>> START SUPPLIED TEXT
OECD crude runs plunged to a 20-year low in October, averaging only 34.5 mb/d. Based on the latest data, October throughputs now look to have plummeted by almost 1.8 mb/d m-o-m, an even steeper drop than estimated in last month's Report. Refinery maintenance curbed runs in all regions and weak margins further cut into rates. Runs in OECD Americas and Europe each fell by close to 0.8 mb/d m-o-m, and by 220 kb/d in OECD Asia Oceania.

Despite continued weak margins in Europe and Asia in November, OECD runs are expected to recover from October lows through end-year as refiners conclude maintenance work and operators raise runs to meet increased winter demand and rebuild inventories. Indeed, weekly data for the US and Japan show sharply higher runs in November than in October. Euroilstock data released on 10 December suggest European runs rising by a preliminary 8.2% in November. Regional runs remained well below year-earlier levels, however, at an estimated 11.2 mb/d (down 890 kb/d y-o-y).

All in all, estimates of 4Q13 OECD runs have been lowered by 90 kb/d since last month's Report, to 36.3 mb/d. OECD throughputs now look set to contract by 705 kb/d y-o-y in the quarter, as growth in the US fails to offset a steep 1.0 mb/d decline in Europe. For 1Q14, OECD runs are forecast to edge up to 36.4 mb/d as European contractions ease, while North America continues to post year-on-year gains.

North American refinery runs plummeted by 770 kb/d in October to 17.9 mb/d. After four consecutive months of strong y-o-y gains, averaging 460 kb/d, runs in October barely surpassed year-earlier levels. Total runs for the region came in 250 kb/d lower than our previous forecast on the back of weaker-than-expected operations in Mexico, with PEMEX's Tula and Minititlán plants undergoing maintenance.
>> END SUPPLIED TEXT
>> START SUPPLIED RECORDS
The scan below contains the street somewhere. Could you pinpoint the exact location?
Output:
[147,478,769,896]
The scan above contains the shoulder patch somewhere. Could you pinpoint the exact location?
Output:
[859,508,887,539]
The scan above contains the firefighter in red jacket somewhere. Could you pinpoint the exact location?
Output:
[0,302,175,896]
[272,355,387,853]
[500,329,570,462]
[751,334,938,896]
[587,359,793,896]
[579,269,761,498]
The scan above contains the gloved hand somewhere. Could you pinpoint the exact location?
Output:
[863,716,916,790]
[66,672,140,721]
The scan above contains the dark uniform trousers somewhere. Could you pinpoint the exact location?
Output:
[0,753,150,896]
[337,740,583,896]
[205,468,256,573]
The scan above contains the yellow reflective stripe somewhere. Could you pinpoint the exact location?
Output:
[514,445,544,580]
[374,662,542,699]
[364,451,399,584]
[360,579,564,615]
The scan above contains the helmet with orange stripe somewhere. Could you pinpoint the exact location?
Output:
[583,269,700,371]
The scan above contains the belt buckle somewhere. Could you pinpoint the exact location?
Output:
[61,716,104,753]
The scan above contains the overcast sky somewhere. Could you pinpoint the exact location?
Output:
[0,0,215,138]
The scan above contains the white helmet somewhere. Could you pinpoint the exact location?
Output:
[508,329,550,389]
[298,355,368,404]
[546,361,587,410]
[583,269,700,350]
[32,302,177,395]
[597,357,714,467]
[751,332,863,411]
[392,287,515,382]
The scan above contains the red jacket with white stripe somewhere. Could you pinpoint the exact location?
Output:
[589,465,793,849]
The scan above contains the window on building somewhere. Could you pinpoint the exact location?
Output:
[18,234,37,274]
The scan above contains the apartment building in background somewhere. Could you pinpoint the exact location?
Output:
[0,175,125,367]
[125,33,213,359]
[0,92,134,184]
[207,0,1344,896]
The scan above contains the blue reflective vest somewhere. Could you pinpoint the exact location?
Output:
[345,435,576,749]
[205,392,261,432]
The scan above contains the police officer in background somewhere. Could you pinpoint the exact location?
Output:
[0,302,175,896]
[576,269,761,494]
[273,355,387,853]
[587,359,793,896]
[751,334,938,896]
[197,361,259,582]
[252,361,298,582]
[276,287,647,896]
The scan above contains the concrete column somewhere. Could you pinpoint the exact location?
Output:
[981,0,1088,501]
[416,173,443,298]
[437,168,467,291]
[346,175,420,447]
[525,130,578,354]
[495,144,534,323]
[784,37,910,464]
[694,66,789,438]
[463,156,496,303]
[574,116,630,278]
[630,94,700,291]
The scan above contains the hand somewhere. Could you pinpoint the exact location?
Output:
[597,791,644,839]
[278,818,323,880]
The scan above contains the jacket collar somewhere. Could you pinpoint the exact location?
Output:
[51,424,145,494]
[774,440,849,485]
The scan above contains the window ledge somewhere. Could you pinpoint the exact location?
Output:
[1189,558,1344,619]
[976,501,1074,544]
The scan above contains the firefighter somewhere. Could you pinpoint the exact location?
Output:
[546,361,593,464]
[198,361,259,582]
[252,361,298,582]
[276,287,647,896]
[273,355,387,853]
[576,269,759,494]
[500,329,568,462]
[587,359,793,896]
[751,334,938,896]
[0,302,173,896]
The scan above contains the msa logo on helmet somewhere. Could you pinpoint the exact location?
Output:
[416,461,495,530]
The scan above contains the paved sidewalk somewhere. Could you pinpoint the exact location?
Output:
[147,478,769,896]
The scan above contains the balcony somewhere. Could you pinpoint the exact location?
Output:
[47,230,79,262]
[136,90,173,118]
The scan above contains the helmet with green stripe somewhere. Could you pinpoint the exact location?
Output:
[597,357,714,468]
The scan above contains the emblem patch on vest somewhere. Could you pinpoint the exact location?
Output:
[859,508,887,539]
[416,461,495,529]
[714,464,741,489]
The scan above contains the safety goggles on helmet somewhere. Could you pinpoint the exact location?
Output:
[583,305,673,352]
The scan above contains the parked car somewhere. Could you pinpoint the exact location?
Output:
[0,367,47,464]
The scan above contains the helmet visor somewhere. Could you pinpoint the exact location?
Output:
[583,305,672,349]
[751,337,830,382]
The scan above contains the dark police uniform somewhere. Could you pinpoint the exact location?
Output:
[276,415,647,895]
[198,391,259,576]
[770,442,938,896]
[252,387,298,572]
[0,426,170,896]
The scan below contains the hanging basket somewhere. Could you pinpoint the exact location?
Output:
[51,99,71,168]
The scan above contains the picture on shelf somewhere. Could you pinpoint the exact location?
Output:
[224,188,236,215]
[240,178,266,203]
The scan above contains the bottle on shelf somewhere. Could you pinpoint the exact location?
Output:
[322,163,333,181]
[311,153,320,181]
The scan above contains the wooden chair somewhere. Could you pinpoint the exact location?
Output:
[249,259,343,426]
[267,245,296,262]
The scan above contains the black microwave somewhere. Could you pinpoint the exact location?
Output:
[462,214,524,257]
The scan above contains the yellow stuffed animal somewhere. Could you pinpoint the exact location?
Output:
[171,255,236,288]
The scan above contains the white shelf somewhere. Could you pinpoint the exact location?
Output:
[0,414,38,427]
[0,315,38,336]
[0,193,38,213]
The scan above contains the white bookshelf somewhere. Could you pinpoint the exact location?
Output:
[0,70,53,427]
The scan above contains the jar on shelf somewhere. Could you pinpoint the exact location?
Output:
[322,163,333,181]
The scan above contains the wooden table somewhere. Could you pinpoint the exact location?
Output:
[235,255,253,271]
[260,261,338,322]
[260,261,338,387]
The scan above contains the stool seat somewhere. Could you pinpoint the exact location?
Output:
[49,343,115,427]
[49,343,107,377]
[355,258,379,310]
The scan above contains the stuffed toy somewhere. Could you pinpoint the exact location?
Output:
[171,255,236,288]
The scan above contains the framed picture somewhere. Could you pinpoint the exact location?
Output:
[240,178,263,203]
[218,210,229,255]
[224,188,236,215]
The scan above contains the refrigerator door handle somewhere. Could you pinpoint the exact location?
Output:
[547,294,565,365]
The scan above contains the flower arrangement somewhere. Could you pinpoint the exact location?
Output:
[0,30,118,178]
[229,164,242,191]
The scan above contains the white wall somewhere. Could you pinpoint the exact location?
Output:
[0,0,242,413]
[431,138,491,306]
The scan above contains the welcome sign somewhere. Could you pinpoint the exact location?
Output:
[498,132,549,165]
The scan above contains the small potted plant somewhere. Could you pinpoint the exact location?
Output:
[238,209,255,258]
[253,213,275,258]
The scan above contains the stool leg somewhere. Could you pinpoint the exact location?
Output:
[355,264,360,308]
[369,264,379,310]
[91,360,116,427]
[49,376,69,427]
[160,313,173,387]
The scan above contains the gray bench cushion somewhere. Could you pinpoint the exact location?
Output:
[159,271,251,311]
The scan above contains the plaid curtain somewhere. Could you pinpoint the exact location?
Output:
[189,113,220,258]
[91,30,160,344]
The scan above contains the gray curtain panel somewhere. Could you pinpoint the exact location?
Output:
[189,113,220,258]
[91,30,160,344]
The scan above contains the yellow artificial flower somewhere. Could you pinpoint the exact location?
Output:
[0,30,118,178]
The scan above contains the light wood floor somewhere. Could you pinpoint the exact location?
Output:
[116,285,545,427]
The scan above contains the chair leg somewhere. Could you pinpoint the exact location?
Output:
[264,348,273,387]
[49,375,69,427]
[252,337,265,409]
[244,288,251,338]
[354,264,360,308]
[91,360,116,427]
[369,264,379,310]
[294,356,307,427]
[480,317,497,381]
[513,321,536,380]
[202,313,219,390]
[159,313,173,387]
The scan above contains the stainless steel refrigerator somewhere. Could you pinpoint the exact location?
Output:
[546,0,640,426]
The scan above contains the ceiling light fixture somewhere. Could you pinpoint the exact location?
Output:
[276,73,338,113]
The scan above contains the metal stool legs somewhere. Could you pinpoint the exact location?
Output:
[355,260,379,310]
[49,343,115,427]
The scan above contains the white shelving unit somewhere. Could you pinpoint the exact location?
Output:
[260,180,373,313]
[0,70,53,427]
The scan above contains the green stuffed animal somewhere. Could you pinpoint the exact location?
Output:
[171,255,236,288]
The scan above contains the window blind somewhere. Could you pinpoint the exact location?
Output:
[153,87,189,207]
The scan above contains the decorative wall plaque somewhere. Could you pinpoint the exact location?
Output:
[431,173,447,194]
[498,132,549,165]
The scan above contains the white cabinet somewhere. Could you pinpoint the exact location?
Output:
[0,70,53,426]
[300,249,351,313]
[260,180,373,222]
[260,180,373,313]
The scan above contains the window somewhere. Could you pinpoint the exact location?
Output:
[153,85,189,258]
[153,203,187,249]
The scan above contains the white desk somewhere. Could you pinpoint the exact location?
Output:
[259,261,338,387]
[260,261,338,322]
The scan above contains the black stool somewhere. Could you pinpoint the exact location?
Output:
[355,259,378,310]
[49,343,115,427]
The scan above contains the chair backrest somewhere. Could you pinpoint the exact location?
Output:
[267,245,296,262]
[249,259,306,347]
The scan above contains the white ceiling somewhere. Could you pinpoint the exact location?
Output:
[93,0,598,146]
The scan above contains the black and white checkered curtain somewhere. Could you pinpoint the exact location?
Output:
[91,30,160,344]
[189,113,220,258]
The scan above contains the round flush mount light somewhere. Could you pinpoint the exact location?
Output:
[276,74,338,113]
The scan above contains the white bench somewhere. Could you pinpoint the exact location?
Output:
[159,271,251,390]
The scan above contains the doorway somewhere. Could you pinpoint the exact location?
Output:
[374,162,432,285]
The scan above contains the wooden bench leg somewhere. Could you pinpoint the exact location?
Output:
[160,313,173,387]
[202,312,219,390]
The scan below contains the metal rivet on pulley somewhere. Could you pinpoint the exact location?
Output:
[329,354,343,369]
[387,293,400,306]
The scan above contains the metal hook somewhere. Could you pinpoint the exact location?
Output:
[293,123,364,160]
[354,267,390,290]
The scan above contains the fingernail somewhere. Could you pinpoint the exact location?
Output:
>> END SUPPLIED RECORDS
WORK TO DO ->
A. In the passage on OECD refinery runs, what was the average level of OECD crude runs in October?
B. Reproduce the part of the passage on OECD refinery runs that opens with the words containing "All in all, estimates" and closes with "post year-on-year gains.".
C. Pick up the passage on OECD refinery runs after its final sentence and carry it forward.

SOLVED PROBLEMS ->
A. 34.5 mb/d

B.
All in all, estimates of 4Q13 OECD runs have been lowered by 90 kb/d since last month's Report, to 36.3 mb/d. OECD throughputs now look set to contract by 705 kb/d y-o-y in the quarter, as growth in the US fails to offset a steep 1.0 mb/d decline in Europe. For 1Q14, OECD runs are forecast to edge up to 36.4 mb/d as European contractions ease, while North America continues to post year-on-year gains.

C.
Despite its increasing import dependency for oil products, Mexico's state-run oil company Pemex has omitted the $11.6 billion Tula refinery project from its revised business plan issued on 1 November. While previous announcement had indicated the 250 kb/d grassroots refinery would be commissioned in 2017, we had excluded it from our Medium Term Oil Market Report 2013 released last May, due to lack of progress and uncertainty on completion dates. While officially the project has not been cancelled, PEMEX now is only planning to expand its existing Tula refinery by 40 kb/d by 2018. Additional downstream investments over the period will be focused on improving gasoline and diesel yields and quality. Mexican gasoline production averaged 440 kb/d so far this year (January-October), requiring imports of 345 kb/d to meet demand. PEMEX expects 53% of gasoline demand to be met by imports in 2018, up from 43% today.

US refinery runs declined by a sharp 680 kb/d on average from September to October and by more than 1.2 mb/d over a three-week period from late September to early October. Scheduled maintenance was more heavily concentrated in October this year, as opposed to previous years when refiners scaled back runs earlier in the season. A collapse in gasoline cracks and US refining margins over September and October amplified the effect of scheduled outages. US Gulf Coast gasoline cracks versus LLS fell from $22.30/bbl in early September to $9.70/bbl at the start of October and $2.75/bbl in early November.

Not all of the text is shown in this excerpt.